Available records |

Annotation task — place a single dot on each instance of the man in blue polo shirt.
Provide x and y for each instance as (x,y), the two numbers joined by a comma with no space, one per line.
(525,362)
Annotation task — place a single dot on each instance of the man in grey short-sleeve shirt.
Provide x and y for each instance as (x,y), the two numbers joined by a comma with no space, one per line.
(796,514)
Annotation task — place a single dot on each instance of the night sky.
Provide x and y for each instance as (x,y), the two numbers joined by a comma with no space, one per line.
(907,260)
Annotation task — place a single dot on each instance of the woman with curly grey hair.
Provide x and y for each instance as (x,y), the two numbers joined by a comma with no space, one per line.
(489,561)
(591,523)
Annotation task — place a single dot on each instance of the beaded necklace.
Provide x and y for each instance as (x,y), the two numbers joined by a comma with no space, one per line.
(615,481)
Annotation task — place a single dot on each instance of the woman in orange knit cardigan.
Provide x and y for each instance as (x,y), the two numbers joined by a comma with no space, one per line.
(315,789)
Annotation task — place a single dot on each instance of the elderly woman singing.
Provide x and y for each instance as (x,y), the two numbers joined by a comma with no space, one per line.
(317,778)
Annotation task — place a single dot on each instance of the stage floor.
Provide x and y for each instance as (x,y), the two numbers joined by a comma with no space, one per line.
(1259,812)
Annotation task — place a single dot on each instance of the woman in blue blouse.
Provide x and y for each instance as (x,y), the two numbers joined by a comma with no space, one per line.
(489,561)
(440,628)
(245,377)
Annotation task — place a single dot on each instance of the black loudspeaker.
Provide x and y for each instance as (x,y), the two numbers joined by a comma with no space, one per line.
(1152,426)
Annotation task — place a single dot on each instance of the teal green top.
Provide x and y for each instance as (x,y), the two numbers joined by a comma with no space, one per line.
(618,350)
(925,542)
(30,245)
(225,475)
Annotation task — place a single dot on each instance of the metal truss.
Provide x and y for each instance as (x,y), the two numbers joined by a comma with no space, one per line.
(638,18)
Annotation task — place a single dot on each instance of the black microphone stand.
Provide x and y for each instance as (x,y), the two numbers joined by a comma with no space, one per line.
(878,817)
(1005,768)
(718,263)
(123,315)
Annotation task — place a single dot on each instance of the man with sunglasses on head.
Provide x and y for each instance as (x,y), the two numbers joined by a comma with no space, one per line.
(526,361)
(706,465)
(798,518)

What is expected |
Your task is to transcribe the listing above in full, exactly as given.

Output below |
Annotation task — place a single dot on each instance of the man in blue polo shirt.
Provide x and y for each instance as (x,y), the two numbers joined by a comma with no space, one per line.
(525,362)
Annotation task — place a single dot on each instance of the man in grey short-sleeve shirt.
Provide x and y for each instance as (x,y), the two numbers joined by a comma with no space, one per line.
(796,514)
Annotation task — place a single dot on each instance of the night sky.
Provide x and y for each instance as (x,y), the two numbers joined by a comma with no space, one per line.
(907,260)
Annotation task — place a single dot on each instance of the woman with curly grey hair.
Provide x and y for each instance as (x,y), the two numbers joined by a comma with no space, one per line.
(489,561)
(591,523)
Annotation task — place a single dot on each instance of the beaded necklace.
Provide x and y for each instance as (x,y), the two numbers joined by a comma with no space, one per line.
(615,481)
Annotation task — place a single dot on each instance of the woman in orange knit cardigan.
Provide x and y for each instance as (x,y), the two numbers joined by a comma with no space, one per line.
(315,789)
Annotation task — place a single dot on each instance of the elderly woman singing.
Provide x and y for each instance as (x,y), the two numbers joined by a comma with no space, one per line.
(317,778)
Annotation task — place a single dot on each instance of the stage floor.
Provide x and y for each instance as (x,y), the two numbers joined by a comma with no space, one per line.
(1259,812)
Annotation task — place a single dot on each instance of the woman in blue blouse.
Provide x and y for each instance as (x,y), the two numbers joined by a comma with no space, one per line.
(489,561)
(440,628)
(245,377)
Annotation task — place a single dot on each instance of the black loudspeaker.
Provide x and y for each instance as (x,y), the two numbers joined by a comma with no space, one per line.
(1152,426)
Annotation task — place a single dot on each instance of the teal green top.
Provide x and y for each instance as (x,y), the two numbers joined by a comma with no space, one per line.
(618,350)
(925,542)
(30,245)
(225,475)
Annotation task — place a single dot on each instance of the metal truss.
Provide x and y for each instance as (x,y), the two numbers joined by a comma with no space, one per line.
(638,18)
Annotation task — place a single dot on each instance of the black microphone stand.
Provide x and y for each instance as (x,y), the two numbers joined by a comma with no space, one per line.
(878,817)
(1005,768)
(718,263)
(123,315)
Annotation task — place a single dot on each instance of the man with sunglasses on head.
Provide x and y for each instance as (x,y), the two numbers joined by a comma with no space, one per line.
(526,361)
(706,465)
(798,518)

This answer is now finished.